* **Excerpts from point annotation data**
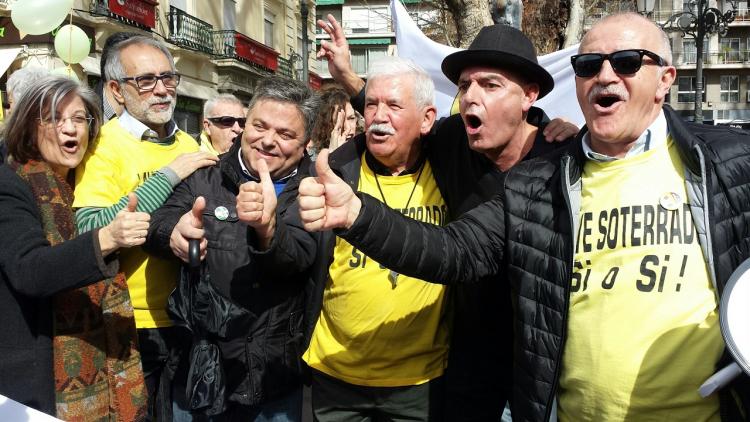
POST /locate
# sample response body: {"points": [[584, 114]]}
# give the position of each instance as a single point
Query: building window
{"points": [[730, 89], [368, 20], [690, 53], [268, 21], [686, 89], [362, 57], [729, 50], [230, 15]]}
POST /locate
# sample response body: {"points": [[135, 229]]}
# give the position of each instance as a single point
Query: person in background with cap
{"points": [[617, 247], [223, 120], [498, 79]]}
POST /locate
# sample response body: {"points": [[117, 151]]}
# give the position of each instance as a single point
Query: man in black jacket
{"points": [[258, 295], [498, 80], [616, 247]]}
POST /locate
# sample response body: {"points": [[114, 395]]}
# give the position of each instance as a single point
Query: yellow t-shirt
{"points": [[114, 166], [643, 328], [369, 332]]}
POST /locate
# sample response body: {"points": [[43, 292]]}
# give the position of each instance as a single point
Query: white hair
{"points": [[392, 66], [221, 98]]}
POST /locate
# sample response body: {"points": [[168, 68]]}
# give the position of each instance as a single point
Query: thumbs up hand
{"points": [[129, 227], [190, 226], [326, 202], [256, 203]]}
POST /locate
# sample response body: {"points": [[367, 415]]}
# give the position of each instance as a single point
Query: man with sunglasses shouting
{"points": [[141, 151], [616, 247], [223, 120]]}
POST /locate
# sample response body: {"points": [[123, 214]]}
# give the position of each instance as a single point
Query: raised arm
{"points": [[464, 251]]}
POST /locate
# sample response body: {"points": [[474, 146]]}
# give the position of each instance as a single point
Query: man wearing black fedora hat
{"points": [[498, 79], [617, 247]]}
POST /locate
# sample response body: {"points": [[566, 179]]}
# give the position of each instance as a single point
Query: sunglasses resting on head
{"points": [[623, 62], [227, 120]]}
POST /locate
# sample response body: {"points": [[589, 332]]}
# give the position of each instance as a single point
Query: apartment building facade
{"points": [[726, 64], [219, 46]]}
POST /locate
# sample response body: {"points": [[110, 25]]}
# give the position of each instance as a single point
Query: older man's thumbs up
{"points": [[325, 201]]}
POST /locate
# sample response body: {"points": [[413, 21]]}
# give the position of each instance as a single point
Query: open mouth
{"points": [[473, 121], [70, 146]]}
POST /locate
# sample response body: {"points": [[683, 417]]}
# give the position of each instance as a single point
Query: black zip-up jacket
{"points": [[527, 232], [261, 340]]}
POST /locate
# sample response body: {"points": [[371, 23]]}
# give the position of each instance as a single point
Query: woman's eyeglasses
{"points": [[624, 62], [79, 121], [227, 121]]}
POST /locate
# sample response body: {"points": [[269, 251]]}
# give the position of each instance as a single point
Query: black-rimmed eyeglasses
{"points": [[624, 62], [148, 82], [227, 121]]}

* * *

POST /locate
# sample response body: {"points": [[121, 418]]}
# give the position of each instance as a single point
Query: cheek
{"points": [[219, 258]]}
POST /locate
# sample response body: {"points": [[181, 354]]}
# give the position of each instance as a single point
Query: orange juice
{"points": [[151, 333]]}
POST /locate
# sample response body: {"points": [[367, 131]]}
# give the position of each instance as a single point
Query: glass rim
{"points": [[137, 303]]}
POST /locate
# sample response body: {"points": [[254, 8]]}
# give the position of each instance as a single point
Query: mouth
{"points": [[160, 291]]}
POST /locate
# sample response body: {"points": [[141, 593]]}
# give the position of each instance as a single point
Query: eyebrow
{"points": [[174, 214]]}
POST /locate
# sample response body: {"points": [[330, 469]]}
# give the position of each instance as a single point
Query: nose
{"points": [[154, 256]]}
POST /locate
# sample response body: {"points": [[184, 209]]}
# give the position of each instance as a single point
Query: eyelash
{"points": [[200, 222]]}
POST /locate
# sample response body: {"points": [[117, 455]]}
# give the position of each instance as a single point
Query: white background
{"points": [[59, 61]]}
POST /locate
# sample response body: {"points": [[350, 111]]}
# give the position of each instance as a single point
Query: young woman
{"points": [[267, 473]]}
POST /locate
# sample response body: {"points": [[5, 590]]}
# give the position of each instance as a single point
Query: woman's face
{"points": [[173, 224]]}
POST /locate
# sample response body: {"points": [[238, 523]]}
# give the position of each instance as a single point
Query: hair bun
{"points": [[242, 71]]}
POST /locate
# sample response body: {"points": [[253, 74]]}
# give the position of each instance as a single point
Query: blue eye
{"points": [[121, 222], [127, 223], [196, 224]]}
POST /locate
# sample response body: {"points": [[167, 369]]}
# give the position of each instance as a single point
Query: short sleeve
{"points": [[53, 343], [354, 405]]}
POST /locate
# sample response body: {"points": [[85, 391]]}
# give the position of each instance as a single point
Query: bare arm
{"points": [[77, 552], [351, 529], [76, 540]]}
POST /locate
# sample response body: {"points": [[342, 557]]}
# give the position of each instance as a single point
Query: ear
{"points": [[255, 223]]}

* **WHAT IS ASKED**
How many lines of the data above contain the string "white"? Case counts. Give only the number.

* **EXERCISE SOLUTION**
2